Mitigating Risk from Social Media Activity after a Major Crisis

To be effective in social media, brands must create, curate, and share rewarding, relevant content. The buying public responds to quality content by consuming it, liking it, and sharing it. And low and behold, the brand is elevated, sales increase. But, when brand content isn’t relevant, or if strikes the wrong note (is it a pushy sales pitch? is it a poor attempt at humor playing on stereotypes?) the brand will be ignored, criticized, or even tarred and feathered by relentless detractors.

One scenario where the public is particularly sensitive to klutzy brand behavior is in the wake of a major crisis, either a domestic crisis as for US brands after the San Bernardino shootings, or an international crisis like the Paris terror attacks of November 2015.

Two mistakes that are commonly made by brands during crises are first, not reacting at all, which is to say, they act as if nothing has happened after the social media conversation has shifted focus to the crisis, and second, participating in the conversation in a way which makes it appear as if the brand is trying to promote itself (akin to clickjacking or hashtag takeovers).

Regarding the first, not reacting at all, the proper response for a brand usually is to pause normal social media activity for a time. As Kevin Pedraja wrote in the Sterling Communications blog

Regarding the second, reacting in a way that appears to be self-interested: Some brands are inherently involved in crisis relief efforts, as, for example, the Red Cross is involved in spreading information about food, water, and shelter after a natural disaster. For everyone else, any mention the brand makes of the crisis risks creating the perception that the brand is attempting to leverage the crisis for the purpose of making themselves look good – to sell, in other words.

For examples concerning the Paris attacks, this Adweek piece thoughtfully examines a range of brand responses and public perceptions of those responses. In a nutshell, it’s challenging to hit the right note. On one extreme, a tweet by Kenneth Cole that explicitly sought to capitalize on the tragedy in Syria to sell shoes garnered a good deal of criticism. And on the other end, brands who seemed to “get it right” still faced criticism, counterintuitively, for opportunistically acknowledging the victims of the Paris attacks while ignoring other crises.

With this context I can offer four pieces of advice to online brands about social media activity after a crisis.

  1. Put in place a crisis plan that can be initiated 24x7x365, which is to say, it can be set in motion by someone who has authority to act even when the usual decision makers are asleep or on vacation. The plan should create the mechanisms needed to implement points 2-4, below.

····················

• **EXERCISE BRIEF**
Pick up the article above on brand social media after a crisis right after its first numbered point, and carry it on from there.

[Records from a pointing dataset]
····················

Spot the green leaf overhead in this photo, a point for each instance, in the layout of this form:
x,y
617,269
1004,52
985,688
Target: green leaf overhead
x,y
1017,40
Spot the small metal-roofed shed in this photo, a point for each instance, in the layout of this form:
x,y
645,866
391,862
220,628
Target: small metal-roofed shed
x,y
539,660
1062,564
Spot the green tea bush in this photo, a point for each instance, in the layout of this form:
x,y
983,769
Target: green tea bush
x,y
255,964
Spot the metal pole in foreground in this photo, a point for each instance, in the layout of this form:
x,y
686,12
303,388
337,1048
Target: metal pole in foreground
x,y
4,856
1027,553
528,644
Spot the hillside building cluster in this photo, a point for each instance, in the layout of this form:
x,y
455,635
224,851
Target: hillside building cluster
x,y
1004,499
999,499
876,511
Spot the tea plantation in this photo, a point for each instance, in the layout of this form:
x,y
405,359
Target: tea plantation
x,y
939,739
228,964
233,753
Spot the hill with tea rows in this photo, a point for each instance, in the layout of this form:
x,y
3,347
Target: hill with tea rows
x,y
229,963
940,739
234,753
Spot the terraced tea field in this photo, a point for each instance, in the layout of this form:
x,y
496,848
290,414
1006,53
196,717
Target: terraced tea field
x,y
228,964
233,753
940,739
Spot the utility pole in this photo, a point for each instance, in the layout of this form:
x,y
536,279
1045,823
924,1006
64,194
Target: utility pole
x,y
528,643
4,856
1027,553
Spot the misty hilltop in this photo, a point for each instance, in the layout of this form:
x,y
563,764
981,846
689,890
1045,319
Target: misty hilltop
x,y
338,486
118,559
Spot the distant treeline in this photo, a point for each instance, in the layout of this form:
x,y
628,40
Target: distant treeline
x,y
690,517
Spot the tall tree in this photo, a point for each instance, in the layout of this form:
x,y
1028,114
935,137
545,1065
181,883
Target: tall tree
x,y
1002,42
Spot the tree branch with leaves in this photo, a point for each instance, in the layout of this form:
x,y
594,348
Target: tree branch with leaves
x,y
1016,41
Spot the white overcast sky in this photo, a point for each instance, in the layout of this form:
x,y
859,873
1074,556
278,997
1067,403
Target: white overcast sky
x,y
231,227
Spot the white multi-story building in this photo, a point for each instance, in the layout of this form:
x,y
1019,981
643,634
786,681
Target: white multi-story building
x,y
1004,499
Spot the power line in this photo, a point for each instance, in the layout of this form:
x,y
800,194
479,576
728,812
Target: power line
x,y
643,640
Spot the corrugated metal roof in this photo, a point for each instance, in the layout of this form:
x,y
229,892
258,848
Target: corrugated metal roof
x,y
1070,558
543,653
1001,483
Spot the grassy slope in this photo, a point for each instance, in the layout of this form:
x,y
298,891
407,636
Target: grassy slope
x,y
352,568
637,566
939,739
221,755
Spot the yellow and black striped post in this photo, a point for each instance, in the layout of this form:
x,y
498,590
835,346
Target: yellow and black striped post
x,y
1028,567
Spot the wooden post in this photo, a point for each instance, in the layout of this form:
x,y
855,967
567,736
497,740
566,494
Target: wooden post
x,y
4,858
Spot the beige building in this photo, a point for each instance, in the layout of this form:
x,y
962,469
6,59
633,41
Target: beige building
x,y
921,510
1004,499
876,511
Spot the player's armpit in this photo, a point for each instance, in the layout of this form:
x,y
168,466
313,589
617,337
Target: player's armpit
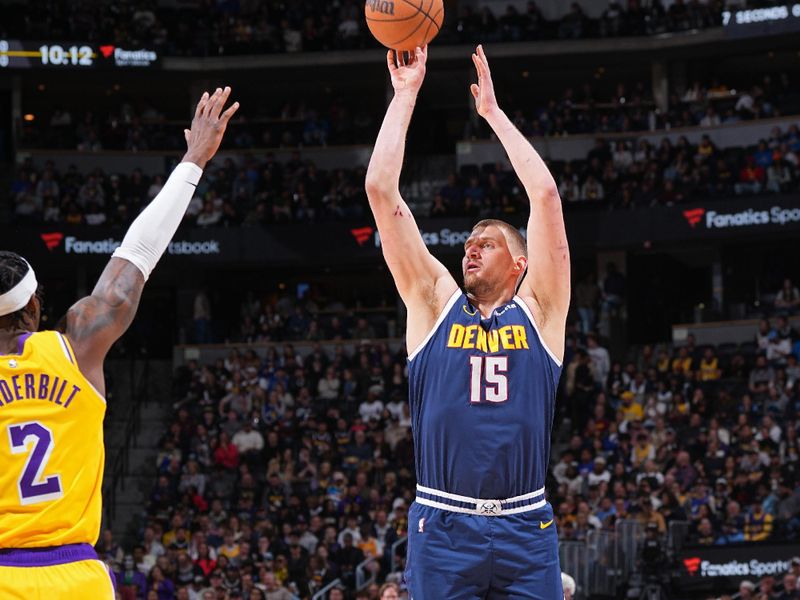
x,y
95,322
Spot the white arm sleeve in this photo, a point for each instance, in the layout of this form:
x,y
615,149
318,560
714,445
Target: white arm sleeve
x,y
150,233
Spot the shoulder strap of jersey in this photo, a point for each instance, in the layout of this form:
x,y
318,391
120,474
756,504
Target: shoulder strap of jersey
x,y
442,316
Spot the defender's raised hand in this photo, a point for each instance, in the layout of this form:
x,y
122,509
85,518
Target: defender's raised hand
x,y
483,91
208,126
407,74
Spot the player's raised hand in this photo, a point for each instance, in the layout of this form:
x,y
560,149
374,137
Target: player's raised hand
x,y
483,91
407,73
208,126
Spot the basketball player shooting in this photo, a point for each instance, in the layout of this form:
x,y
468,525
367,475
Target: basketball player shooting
x,y
52,393
483,368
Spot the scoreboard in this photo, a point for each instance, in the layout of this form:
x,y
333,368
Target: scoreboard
x,y
20,54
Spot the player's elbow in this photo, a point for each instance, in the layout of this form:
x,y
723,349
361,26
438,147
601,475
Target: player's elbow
x,y
376,186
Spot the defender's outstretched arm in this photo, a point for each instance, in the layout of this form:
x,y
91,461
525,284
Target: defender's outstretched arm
x,y
94,323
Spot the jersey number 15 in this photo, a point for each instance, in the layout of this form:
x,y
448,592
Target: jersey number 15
x,y
488,379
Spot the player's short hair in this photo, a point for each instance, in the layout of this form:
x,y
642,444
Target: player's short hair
x,y
516,243
12,269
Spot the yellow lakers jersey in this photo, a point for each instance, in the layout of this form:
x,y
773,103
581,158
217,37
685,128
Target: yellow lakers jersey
x,y
51,446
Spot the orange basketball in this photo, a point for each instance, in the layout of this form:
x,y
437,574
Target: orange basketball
x,y
404,24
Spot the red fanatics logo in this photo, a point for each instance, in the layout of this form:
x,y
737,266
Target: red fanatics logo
x,y
692,564
52,240
694,216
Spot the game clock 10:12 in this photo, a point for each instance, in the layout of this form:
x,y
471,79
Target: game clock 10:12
x,y
18,54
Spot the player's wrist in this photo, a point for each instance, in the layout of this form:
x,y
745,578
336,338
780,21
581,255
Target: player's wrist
x,y
493,115
195,157
406,95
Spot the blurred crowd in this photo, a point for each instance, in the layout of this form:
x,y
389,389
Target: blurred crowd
x,y
229,27
278,472
622,174
282,471
691,433
141,127
138,127
630,108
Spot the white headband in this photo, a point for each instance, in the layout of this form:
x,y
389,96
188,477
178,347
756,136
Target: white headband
x,y
19,296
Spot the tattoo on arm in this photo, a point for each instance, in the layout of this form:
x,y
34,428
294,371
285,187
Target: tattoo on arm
x,y
110,309
398,212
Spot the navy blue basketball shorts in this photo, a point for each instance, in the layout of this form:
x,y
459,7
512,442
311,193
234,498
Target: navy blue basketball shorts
x,y
456,556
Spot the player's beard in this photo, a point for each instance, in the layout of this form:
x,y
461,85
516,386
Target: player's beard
x,y
476,286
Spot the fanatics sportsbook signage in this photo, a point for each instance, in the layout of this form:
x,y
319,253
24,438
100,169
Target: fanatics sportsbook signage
x,y
331,244
723,567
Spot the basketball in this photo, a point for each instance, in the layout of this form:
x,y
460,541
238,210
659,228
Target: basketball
x,y
404,24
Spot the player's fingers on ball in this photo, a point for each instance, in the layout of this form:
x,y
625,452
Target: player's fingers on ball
x,y
223,98
230,112
213,101
201,105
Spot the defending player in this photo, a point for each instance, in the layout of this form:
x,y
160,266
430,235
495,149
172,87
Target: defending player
x,y
52,387
483,369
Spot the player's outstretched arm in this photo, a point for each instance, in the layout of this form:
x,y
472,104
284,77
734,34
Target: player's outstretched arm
x,y
547,283
94,323
422,281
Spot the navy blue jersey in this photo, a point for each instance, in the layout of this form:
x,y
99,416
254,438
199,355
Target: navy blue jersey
x,y
482,395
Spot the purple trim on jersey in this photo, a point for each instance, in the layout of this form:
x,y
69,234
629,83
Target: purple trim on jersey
x,y
21,342
46,557
113,578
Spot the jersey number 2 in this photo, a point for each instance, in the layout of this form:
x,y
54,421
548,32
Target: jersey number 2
x,y
488,378
31,487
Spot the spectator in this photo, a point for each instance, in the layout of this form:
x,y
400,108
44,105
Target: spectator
x,y
788,297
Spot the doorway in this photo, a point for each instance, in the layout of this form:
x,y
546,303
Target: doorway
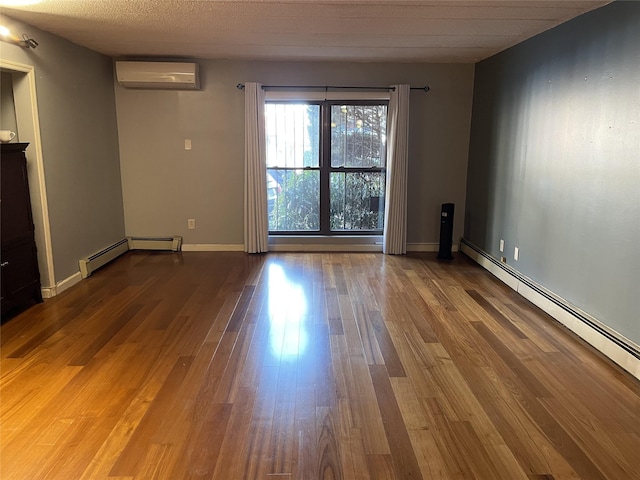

····················

• **OUTPUT FOR THIS EXERCISE**
  2. When a crisis lands, pause “business as usual” social media activity, including posts which were scheduled for automatic posting before the crisis landed. Unless immediately notified, many community managers and social sellers and/or employee advocates will very likely continue to post content that may be insensitive to the crisis, or their social media tools (like Trapit and Buffer) will pump those posts out for them unless they are rescheduled. For this reason, brands should have email, SMS, or even telephone outreach in place and ready to notify all social media users that they should pause normal activity for a period of time.
  3. When a crisis lands, send an advisory to both the company’s social account community managers and its social sellers and/or employee advocates regarding the sort of posts that are appropriate (or inappropriate) in light of what has occurred. Well meaning community managers or executives may create awkward sympathy posts that hit the wrong note with a hyper-sensitive public. For this reason all official sympathy posts should be carefully reviewed, or to be safe, it might be a better idea to simply remain silent. And although brands are generally better off not trying to direct employees’ personal expressions of sympathy during a crisis, individual social sellers and employee advocates may simply be advised to avoid posting company content for a period of time during the crisis. Perhaps an employer could say “You are free to respond to the crisis as you see fit, however, please refrain from sharing content from our library [such as a Trapit library] for this period of time.” The exception might be public service posts, as noted above, as with Red Cross employees who might be encouraged to retweet information about the availability of shelters after a hurricane, etc.
  4. Steps 2 and 3 should be bounded by the scope of the crisis. For example, although arguably every brand would have been well advised to implement steps 2 and 3 worldwide after the Paris attacks, perhaps a brand would only want to reach out to social media managers and social sellers/employee advocates in a certain country after a personal tragedy affecting a beloved sports personality or political figure from that country, for example.

I’d love to read your examples of post crisis social media communication handled well and handled poorly, as well as your take on what should be included in brands’ crisis response. Feel free to share your comments below.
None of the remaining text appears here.